**PARTS OF THE EXERCISE**
(a) Print the part of the reflection on welcoming a new baby that opens with the words containing "The loss in" and closes with "in his sister.", matching the wording of the text.
(b) Carry on the reflection on welcoming a new baby, starting after its last sentence.
+++ EXERCISE PASSAGE +++
I’m sitting here staring at my darling baby girl who was born a few months ago and feeling the paradigm shift that I am going through emotionally. Since entering the world I have felt a near constant mix of euphoric joy, overwhelming love, and heavy grief. I didn’t understand the grief part until I had left the hospital and entered back into my “normal” life at home with my husband and our 2 1/2 year old son. It then began to sink in—we now had to create a new normal that includes the life we had just welcomed into our family. But still I ached and wondered why I felt so heavy. As the hours and days passed I was met with questions from my son about nursing, why baby Darcy cries, and I began to watch my loving and observant boy take in the new normal we were entering into in which he was no longer the center of attention. When he asked me to play with him I had to tell him I would after I finished nursing Darcy. When he wanted to climb all over me in bed I had to tell him to be careful because I was still healing from having baby Darcy. The heaviness surrounds my heart as it blends ever so delicately with the joy I am also experiencing on a daily basis as I embrace having two beautiful and healthy children.
The loss in the story is that of my son’s reality of no longer having our sole attention. My thoughts are now split between him and Darcy and will be forevermore. And what a wonderful gift for him as he continues to grow and thrive in the world. He has a partner now, someone who will always be there and understand where they both came from. Someone who will be there in the world long after his father and I will be to support him and love him and vice versa. I am so cognizant of the importance of their relationship as siblings and also of how that relationship can go awry due to many factors including parenting. Even at this early stage, I deeply honor and respect the gift we are giving him in his sister.
+++ THE DATA +++
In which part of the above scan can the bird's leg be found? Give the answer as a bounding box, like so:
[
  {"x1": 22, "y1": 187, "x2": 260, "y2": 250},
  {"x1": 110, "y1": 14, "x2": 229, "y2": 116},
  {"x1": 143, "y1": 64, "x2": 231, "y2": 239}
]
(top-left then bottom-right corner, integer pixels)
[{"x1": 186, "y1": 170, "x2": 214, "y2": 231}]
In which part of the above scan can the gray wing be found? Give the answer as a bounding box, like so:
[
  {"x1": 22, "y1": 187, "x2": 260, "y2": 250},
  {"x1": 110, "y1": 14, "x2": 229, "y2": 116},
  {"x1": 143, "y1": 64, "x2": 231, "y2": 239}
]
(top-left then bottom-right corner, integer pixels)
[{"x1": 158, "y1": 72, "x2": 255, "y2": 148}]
+++
**ACTIVITY ANSWERS**
(a)
The loss in the story is that of my son’s reality of no longer having our sole attention. My thoughts are now split between him and Darcy and will be forevermore. And what a wonderful gift for him as he continues to grow and thrive in the world. He has a partner now, someone who will always be there and understand where they both came from. Someone who will be there in the world long after his father and I will be to support him and love him and vice versa. I am so cognizant of the importance of their relationship as siblings and also of how that relationship can go awry due to many factors including parenting. Even at this early stage, I deeply honor and respect the gift we are giving him in his sister.

(b)
In studying family behavior and patterns both in my professional life and personal life I have developed a deep understanding of what can go wrong in the sibling relationship and it most often has little to do with the kids themselves and everything to do with parenting and the marriage at the core of any family. Siblings fight. This is not only a reality but an important part of learning to engage with and accept differences. But as our children grow older it is important that their relationship is fostered as being what will carry them forward through life and tether them to their family of origin.
Now that brings me to the importance of parenting and the people behind these little beings. If a marriage is suffering, broken, or toxic, so too will be the sibling relationship. Children are far more likely to take out repressed anger on one another than on a parent whom they may fear will abandon them. If children feel they are more important than the parents’ bond to each other and feel that they can wedge themselves in between and claim mommy or daddy as their own this will lead to a fractured sibling bond due to the lack of emphasis on its importance.
Family therapy doesn’t just treat one individual or one problem, it treats the system as a whole. Families come in all shapes and sizes. What matters the most is how the family engages and interacts with one another. There is an inherent misunderstanding that couples therapy is meant to avoid divorce. While in many cases that is true, there are plenty of other cases where couples therapy is meant to help people move forward in learning how to co-parent and how to define a new, but equally healthy, balance in their relationship and how they engage with each other and their children in that balance.